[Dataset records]
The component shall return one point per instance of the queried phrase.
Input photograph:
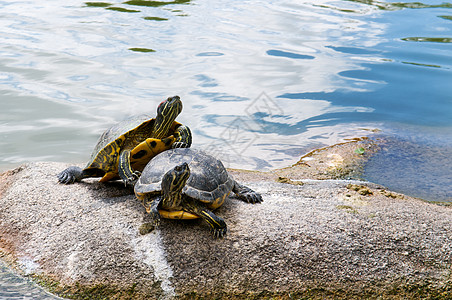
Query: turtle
(187, 183)
(124, 149)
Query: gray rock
(319, 239)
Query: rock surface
(318, 238)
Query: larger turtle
(187, 184)
(124, 149)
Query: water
(14, 287)
(262, 82)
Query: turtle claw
(146, 228)
(251, 197)
(133, 178)
(219, 232)
(70, 175)
(153, 222)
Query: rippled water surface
(262, 82)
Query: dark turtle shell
(127, 134)
(209, 181)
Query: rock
(320, 239)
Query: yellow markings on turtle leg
(179, 214)
(210, 220)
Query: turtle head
(172, 184)
(167, 111)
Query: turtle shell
(209, 182)
(124, 135)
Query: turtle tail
(246, 194)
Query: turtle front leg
(183, 137)
(152, 218)
(71, 175)
(125, 171)
(216, 223)
(246, 194)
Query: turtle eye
(139, 154)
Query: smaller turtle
(124, 149)
(188, 184)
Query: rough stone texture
(322, 238)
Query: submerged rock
(318, 239)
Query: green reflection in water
(98, 4)
(155, 19)
(155, 3)
(122, 9)
(145, 50)
(421, 65)
(401, 5)
(426, 39)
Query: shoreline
(368, 216)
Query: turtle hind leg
(129, 176)
(183, 137)
(70, 175)
(216, 223)
(152, 218)
(246, 194)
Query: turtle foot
(180, 145)
(70, 175)
(251, 197)
(246, 194)
(152, 218)
(133, 178)
(219, 232)
(146, 228)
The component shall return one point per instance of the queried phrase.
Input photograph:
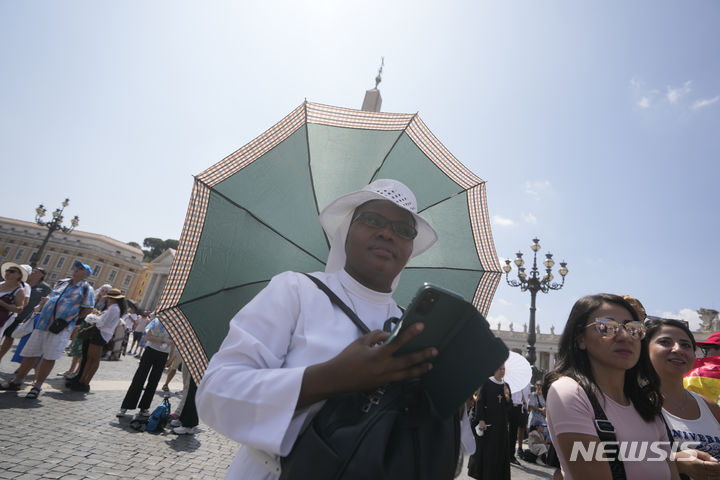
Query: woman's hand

_WHAT TO PRODUCE_: Exactly retype each record above, dropping images.

_RESPONSE TO THIS TASK_:
The component shall return one point per instance of the queried phrase.
Input photograph:
Query: turtle
(187, 183)
(124, 149)
Query: gray rock
(319, 239)
Query: rock surface
(318, 238)
Query: larger turtle
(187, 184)
(124, 149)
Query: water
(14, 287)
(262, 82)
Query: turtle claw
(146, 228)
(251, 197)
(133, 178)
(219, 232)
(70, 175)
(153, 222)
Query: rippled water surface
(262, 82)
Query: dark turtle shell
(127, 134)
(209, 181)
Query: rock
(320, 239)
Query: yellow markings on turtle leg
(179, 214)
(210, 220)
Query: turtle head
(172, 184)
(167, 111)
Query: turtle shell
(209, 182)
(124, 135)
Query: turtle tail
(246, 194)
Query: turtle front leg
(183, 137)
(152, 218)
(71, 175)
(125, 171)
(216, 223)
(246, 194)
Query: turtle eye
(139, 154)
Query: smaller turtle
(124, 149)
(188, 184)
Query: rough stone texture
(322, 238)
Query: submerged rock
(318, 239)
Query: green reflection in water
(98, 4)
(155, 19)
(155, 3)
(122, 9)
(145, 50)
(421, 65)
(401, 5)
(426, 39)
Query: shoreline
(368, 216)
Query: turtle hind leg
(129, 176)
(183, 137)
(70, 175)
(216, 223)
(152, 218)
(246, 194)
Query: turtle foot
(180, 145)
(70, 175)
(251, 197)
(246, 194)
(152, 218)
(133, 178)
(219, 232)
(146, 228)
The component shall return one point per instance of the queried phrase.
Input photograph:
Query: woman's hand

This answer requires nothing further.